[[ Provided data open ]]

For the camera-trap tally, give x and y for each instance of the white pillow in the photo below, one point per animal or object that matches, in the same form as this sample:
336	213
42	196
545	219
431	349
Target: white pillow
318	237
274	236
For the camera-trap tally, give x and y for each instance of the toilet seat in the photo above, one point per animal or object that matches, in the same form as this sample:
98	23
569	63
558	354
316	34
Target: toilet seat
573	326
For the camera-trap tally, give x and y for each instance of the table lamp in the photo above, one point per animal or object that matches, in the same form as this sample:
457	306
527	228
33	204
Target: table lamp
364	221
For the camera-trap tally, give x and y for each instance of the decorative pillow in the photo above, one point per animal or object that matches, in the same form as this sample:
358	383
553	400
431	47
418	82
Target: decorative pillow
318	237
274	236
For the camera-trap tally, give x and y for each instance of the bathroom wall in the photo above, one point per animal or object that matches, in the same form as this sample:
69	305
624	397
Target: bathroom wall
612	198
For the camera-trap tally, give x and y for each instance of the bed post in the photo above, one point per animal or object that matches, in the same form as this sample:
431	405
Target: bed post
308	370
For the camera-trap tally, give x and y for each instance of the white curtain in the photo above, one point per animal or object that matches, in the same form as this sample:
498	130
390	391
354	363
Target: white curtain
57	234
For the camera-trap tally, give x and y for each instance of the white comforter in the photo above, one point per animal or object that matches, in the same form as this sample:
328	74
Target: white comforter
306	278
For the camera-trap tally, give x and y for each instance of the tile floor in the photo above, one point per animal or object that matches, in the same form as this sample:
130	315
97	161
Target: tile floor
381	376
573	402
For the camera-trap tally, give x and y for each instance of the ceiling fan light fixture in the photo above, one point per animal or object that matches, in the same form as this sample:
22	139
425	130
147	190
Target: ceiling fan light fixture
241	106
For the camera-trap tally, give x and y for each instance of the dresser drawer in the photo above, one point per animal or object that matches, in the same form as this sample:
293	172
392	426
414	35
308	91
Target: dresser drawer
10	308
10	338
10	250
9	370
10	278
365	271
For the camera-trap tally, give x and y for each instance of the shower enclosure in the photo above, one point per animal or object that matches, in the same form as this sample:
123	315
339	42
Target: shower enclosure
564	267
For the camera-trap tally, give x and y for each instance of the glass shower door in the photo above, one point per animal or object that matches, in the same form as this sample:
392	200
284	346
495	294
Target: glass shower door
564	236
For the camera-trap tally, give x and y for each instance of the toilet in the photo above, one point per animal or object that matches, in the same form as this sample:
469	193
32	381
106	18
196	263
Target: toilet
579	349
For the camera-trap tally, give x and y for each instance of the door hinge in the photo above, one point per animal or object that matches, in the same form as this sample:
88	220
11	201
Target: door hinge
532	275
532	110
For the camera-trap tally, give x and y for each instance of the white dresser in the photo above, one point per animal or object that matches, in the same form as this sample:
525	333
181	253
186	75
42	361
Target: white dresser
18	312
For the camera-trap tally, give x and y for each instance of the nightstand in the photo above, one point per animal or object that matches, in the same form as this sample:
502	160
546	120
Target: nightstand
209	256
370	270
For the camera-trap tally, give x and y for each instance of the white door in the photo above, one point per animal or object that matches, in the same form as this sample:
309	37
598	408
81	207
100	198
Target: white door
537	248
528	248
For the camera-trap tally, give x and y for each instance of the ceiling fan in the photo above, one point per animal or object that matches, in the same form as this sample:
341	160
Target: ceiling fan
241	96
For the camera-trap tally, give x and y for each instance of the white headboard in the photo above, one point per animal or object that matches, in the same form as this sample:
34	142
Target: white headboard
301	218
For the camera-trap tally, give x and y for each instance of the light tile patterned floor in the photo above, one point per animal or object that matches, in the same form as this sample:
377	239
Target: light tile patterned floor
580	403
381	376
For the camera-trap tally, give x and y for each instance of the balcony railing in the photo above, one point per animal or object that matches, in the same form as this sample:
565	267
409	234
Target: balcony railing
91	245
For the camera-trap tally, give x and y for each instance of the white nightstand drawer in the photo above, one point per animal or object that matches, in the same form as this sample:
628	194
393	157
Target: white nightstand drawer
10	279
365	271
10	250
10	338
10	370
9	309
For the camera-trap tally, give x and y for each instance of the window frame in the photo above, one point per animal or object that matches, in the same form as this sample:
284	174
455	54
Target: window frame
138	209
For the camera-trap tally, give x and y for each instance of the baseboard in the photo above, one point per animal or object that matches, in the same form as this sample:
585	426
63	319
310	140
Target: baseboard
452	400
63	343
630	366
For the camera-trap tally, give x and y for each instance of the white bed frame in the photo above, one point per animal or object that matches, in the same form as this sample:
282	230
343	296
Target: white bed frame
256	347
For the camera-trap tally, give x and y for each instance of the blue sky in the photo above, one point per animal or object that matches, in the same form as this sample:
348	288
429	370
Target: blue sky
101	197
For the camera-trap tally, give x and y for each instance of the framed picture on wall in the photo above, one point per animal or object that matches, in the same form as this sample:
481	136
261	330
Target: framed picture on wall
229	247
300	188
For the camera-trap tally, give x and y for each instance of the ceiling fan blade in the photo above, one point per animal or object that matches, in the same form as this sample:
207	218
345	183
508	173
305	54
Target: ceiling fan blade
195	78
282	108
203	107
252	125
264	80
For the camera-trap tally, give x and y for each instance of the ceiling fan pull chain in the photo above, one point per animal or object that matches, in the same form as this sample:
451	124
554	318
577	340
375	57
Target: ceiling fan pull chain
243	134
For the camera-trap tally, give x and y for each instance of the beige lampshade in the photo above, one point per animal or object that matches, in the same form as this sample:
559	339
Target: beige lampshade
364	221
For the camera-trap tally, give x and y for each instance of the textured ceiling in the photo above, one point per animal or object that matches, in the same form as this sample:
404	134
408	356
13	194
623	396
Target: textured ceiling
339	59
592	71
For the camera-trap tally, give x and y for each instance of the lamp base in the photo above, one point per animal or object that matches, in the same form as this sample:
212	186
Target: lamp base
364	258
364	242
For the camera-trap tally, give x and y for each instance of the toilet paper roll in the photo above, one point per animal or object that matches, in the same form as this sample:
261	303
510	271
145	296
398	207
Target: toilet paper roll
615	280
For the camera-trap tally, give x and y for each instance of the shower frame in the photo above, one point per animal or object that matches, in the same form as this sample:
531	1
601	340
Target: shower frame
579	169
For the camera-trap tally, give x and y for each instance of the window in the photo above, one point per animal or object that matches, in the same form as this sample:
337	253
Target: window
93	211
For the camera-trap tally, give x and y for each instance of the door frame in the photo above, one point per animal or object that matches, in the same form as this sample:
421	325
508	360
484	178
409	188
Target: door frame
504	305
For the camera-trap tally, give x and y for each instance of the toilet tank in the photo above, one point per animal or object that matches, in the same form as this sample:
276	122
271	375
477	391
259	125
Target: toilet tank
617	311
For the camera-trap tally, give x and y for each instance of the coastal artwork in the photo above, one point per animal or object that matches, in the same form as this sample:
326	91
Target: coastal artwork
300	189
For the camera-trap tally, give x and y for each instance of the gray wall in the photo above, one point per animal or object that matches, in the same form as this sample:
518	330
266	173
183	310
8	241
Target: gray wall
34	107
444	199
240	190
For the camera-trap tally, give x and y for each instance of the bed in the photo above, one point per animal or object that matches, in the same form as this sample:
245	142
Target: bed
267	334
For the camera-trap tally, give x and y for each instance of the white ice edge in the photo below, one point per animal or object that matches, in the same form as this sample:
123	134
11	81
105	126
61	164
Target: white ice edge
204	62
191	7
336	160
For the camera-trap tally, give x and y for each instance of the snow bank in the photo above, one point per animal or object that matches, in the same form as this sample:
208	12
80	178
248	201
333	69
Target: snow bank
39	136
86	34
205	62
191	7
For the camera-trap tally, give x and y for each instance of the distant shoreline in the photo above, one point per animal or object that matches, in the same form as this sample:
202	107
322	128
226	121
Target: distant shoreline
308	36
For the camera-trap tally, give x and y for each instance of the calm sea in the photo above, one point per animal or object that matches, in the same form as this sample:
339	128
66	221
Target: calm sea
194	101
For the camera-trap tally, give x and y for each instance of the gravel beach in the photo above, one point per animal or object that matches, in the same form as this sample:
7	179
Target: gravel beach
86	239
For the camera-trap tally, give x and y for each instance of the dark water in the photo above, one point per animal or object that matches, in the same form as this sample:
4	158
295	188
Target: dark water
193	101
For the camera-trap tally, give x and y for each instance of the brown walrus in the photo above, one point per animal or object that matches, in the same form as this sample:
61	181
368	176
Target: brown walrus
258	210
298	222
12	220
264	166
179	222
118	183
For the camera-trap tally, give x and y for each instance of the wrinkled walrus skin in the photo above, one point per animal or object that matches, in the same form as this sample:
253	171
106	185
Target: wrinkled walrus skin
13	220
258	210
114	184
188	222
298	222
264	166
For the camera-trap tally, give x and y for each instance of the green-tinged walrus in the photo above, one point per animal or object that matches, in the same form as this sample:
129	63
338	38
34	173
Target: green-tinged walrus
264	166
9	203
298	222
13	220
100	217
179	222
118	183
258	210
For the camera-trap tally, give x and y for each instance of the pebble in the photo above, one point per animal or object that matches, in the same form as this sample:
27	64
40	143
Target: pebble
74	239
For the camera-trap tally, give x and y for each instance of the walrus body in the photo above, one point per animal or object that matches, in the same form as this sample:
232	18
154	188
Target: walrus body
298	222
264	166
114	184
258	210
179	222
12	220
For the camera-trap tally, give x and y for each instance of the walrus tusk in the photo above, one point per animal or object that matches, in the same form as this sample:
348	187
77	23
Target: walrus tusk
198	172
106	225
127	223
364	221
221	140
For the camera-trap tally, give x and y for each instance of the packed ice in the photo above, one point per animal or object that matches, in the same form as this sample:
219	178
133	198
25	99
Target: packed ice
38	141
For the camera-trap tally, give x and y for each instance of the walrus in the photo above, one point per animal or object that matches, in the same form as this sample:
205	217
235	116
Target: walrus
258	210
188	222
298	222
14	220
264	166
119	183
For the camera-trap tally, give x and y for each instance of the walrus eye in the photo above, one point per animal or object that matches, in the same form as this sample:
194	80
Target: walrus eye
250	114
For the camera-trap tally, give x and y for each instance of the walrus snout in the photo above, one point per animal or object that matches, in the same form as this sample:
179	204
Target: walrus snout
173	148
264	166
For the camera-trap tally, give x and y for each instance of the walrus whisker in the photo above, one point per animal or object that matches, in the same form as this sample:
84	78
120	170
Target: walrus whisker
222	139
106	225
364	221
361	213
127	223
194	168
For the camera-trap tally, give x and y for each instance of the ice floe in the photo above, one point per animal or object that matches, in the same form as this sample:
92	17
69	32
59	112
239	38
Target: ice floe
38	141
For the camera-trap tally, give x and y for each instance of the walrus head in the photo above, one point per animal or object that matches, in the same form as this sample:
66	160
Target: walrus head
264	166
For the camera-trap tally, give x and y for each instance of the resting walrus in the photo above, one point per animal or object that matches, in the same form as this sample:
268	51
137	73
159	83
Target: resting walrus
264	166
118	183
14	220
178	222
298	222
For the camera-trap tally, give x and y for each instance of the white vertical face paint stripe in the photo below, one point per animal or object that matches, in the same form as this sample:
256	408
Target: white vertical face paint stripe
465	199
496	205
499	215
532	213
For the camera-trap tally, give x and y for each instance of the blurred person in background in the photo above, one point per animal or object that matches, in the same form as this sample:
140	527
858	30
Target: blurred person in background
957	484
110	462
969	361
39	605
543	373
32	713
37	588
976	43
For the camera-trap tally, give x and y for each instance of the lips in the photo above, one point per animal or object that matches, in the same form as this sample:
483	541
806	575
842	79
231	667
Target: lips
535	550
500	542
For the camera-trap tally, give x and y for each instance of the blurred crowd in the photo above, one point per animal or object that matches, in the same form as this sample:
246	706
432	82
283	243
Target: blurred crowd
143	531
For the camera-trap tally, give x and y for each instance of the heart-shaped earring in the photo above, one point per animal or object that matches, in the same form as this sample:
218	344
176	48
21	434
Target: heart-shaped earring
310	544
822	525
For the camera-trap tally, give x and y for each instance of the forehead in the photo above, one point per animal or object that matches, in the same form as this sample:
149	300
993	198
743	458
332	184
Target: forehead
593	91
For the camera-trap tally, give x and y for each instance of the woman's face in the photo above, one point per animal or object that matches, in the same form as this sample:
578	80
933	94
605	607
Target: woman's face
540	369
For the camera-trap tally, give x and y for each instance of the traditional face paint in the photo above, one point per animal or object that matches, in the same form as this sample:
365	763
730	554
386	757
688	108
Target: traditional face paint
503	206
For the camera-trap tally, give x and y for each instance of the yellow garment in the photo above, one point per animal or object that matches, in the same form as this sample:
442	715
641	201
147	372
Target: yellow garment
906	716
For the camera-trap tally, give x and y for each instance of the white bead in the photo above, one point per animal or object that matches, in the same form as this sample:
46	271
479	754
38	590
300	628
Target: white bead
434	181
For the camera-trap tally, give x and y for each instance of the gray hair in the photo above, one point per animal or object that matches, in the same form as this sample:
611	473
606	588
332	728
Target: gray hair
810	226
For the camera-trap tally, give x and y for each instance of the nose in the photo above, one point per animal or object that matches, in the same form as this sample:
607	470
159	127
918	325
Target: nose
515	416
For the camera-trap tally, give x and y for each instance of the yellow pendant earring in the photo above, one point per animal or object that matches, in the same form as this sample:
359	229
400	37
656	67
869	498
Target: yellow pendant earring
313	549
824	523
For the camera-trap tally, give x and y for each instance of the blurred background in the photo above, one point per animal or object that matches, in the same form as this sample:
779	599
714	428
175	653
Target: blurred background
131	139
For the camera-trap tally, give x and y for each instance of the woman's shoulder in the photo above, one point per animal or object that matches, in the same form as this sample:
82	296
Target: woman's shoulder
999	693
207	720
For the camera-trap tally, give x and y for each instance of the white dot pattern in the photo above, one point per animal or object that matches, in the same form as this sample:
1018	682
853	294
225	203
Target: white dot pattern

[[ Provided data closed ]]

* [The task] Lines in the listing above that contain the word "below" must be copied; leave out the rest.

* [Exercise answer]
For the camera-trap tally, give x and y for each instance of the white pillow in the photo below, one point per animal or object that matches, in the same form as this sample:
For the camera-trap tally, give x and y for each instance of the white ice edge in the photo below, one point per animal or object that matches, in the same form as this sample:
For the camera-trap tally, give x and y for each instance of the white vertical face paint stripe in the photo below, one point per animal or object that matches, in the same form as this sample:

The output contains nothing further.